= TRY IT =
Type out all the records again exactly.

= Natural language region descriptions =

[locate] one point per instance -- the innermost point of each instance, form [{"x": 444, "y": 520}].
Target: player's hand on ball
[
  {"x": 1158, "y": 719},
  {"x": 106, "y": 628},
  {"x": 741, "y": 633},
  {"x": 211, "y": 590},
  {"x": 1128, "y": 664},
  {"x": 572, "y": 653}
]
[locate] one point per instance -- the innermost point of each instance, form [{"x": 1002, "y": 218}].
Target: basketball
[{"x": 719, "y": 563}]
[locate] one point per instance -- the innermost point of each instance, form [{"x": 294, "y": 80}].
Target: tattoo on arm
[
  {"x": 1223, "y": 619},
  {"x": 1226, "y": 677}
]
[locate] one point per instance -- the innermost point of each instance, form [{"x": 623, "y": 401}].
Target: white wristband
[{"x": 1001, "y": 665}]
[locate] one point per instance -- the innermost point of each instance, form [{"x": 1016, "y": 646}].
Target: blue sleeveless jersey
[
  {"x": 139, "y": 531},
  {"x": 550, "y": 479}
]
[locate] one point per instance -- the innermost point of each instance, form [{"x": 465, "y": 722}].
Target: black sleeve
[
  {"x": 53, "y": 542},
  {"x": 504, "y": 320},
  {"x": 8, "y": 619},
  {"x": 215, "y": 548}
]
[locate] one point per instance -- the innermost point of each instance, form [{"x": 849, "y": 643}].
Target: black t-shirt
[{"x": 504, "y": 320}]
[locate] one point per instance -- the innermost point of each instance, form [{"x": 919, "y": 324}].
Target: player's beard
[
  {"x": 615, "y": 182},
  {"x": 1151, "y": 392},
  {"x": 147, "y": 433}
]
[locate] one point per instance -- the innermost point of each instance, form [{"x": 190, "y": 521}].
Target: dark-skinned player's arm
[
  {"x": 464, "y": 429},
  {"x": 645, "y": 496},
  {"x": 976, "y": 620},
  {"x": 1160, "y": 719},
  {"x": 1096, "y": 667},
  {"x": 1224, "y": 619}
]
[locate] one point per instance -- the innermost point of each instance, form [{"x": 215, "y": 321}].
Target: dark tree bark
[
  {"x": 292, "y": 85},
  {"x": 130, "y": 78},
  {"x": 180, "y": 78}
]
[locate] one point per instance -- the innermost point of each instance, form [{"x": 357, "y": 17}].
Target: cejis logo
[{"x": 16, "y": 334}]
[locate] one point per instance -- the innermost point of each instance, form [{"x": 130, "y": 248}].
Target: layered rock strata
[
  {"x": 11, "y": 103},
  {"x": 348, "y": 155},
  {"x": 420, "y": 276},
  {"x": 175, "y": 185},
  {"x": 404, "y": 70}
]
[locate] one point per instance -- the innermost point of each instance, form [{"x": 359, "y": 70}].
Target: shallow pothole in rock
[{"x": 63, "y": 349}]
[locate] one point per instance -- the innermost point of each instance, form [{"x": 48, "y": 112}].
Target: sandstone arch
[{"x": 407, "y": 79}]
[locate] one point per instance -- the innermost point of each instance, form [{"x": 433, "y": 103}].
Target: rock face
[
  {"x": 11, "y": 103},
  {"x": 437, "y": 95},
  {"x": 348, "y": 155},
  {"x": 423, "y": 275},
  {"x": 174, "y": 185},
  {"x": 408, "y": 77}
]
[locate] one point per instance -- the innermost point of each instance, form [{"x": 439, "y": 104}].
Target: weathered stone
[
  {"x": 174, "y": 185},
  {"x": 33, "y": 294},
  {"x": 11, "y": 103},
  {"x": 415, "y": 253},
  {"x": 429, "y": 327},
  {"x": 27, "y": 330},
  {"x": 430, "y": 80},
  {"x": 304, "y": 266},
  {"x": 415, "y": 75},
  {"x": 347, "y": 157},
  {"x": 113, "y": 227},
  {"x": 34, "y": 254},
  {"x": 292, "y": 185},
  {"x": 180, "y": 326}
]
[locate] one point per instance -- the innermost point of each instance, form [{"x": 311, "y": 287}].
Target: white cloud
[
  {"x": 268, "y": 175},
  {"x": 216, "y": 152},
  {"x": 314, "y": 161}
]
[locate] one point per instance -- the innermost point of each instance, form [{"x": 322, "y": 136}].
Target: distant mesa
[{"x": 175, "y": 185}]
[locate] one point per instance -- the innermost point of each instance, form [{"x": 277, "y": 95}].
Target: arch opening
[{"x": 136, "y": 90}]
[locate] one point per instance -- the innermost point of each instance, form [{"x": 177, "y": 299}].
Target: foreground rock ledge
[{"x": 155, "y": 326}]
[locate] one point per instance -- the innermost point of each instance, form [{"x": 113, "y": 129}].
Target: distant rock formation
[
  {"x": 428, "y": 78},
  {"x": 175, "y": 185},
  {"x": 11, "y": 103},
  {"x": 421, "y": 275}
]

= RESULT OF THE EXERCISE =
[locate] one point per instance -- the innermost point of each instance, form [{"x": 444, "y": 520}].
Target: player's hand on ball
[
  {"x": 1158, "y": 719},
  {"x": 106, "y": 628},
  {"x": 741, "y": 633},
  {"x": 211, "y": 590},
  {"x": 1128, "y": 664},
  {"x": 572, "y": 653}
]
[locate] one point per instance -- the innermost point of each instance, form [{"x": 1002, "y": 218}].
Target: basketball
[{"x": 719, "y": 563}]
[locate] one point per instance -- the innermost point of each instance, form [{"x": 294, "y": 80}].
Target: tattoo on arm
[
  {"x": 1223, "y": 619},
  {"x": 1226, "y": 677}
]
[locate] one point per instance -- the innermost point of each instance, form [{"x": 623, "y": 401}].
Target: white wristband
[{"x": 1001, "y": 665}]
[locate] one point per instance -- the innermost point of each instance, form [{"x": 1016, "y": 646}].
Target: blue sleeveless jersey
[
  {"x": 139, "y": 531},
  {"x": 550, "y": 479}
]
[locate] one point per instance -- the innermost point of each instance, form [{"x": 465, "y": 722}].
Target: black sleeve
[
  {"x": 53, "y": 542},
  {"x": 504, "y": 320},
  {"x": 8, "y": 619},
  {"x": 215, "y": 548}
]
[locate] one point per instance -- the innermost point of each instance, form [{"x": 849, "y": 643}].
Target: black t-shirt
[{"x": 504, "y": 320}]
[locate] one point per instance -- the innermost point of each instance, form [{"x": 919, "y": 324}].
Target: player's beard
[
  {"x": 615, "y": 182},
  {"x": 1151, "y": 392},
  {"x": 147, "y": 433}
]
[locate] one point per instance -- the innermost point of each instance, form [{"x": 190, "y": 521}].
Target: dark-skinned player's arm
[
  {"x": 464, "y": 429},
  {"x": 645, "y": 496},
  {"x": 976, "y": 620},
  {"x": 1160, "y": 719},
  {"x": 1096, "y": 667},
  {"x": 1224, "y": 619}
]
[locate] one point per instance -- the innermost point of each instance, form [{"x": 215, "y": 321}].
Target: dark tree bark
[
  {"x": 292, "y": 85},
  {"x": 130, "y": 78},
  {"x": 180, "y": 78}
]
[locate] one point per instance -- the innermost point of each instance, form [{"x": 357, "y": 17}].
Target: cejis logo
[{"x": 16, "y": 334}]
[locate] one point per instance -- the innermost point of each instance, form [{"x": 130, "y": 248}].
Target: layered rock strata
[
  {"x": 11, "y": 103},
  {"x": 348, "y": 155},
  {"x": 420, "y": 276},
  {"x": 175, "y": 185},
  {"x": 404, "y": 70}
]
[locate] one point per instance -- the innermost point of each instance, form [{"x": 359, "y": 70}].
Target: shallow pothole in rock
[{"x": 63, "y": 349}]
[locate] one point per instance -- the innermost point of each instance, form [{"x": 48, "y": 112}].
Target: sandstone arch
[{"x": 407, "y": 79}]
[locate] one point per instance -- the innermost point of each instance, form [{"x": 433, "y": 103}].
Target: rock face
[
  {"x": 11, "y": 103},
  {"x": 437, "y": 95},
  {"x": 348, "y": 155},
  {"x": 423, "y": 275},
  {"x": 174, "y": 185},
  {"x": 408, "y": 77}
]
[locate] one point per instance -- the innermost point of each instance, form [{"x": 439, "y": 104}].
Target: weathered stone
[
  {"x": 174, "y": 185},
  {"x": 33, "y": 294},
  {"x": 11, "y": 103},
  {"x": 415, "y": 253},
  {"x": 429, "y": 327},
  {"x": 27, "y": 330},
  {"x": 430, "y": 80},
  {"x": 304, "y": 266},
  {"x": 415, "y": 75},
  {"x": 347, "y": 157},
  {"x": 113, "y": 227},
  {"x": 34, "y": 254},
  {"x": 292, "y": 185},
  {"x": 180, "y": 326}
]
[locate] one point per instance -- the innermost point of each instance, form [{"x": 311, "y": 287}].
Target: white cloud
[
  {"x": 268, "y": 175},
  {"x": 216, "y": 152},
  {"x": 314, "y": 161}
]
[locate] one point per instance -- the innermost point of each instance, form [{"x": 322, "y": 136}].
Target: distant mesa
[{"x": 175, "y": 185}]
[locate] one point per instance -- the innermost point of each instance, form [{"x": 277, "y": 95}].
Target: arch opening
[{"x": 136, "y": 90}]
[locate] one point per instance -- the innermost point of each instance, form [{"x": 177, "y": 299}].
Target: foreground rock ledge
[{"x": 155, "y": 326}]
[locate] one point per instance -- the innermost point of each instance, form [{"x": 113, "y": 129}].
Target: distant rock formation
[
  {"x": 428, "y": 78},
  {"x": 175, "y": 185},
  {"x": 11, "y": 103},
  {"x": 421, "y": 275}
]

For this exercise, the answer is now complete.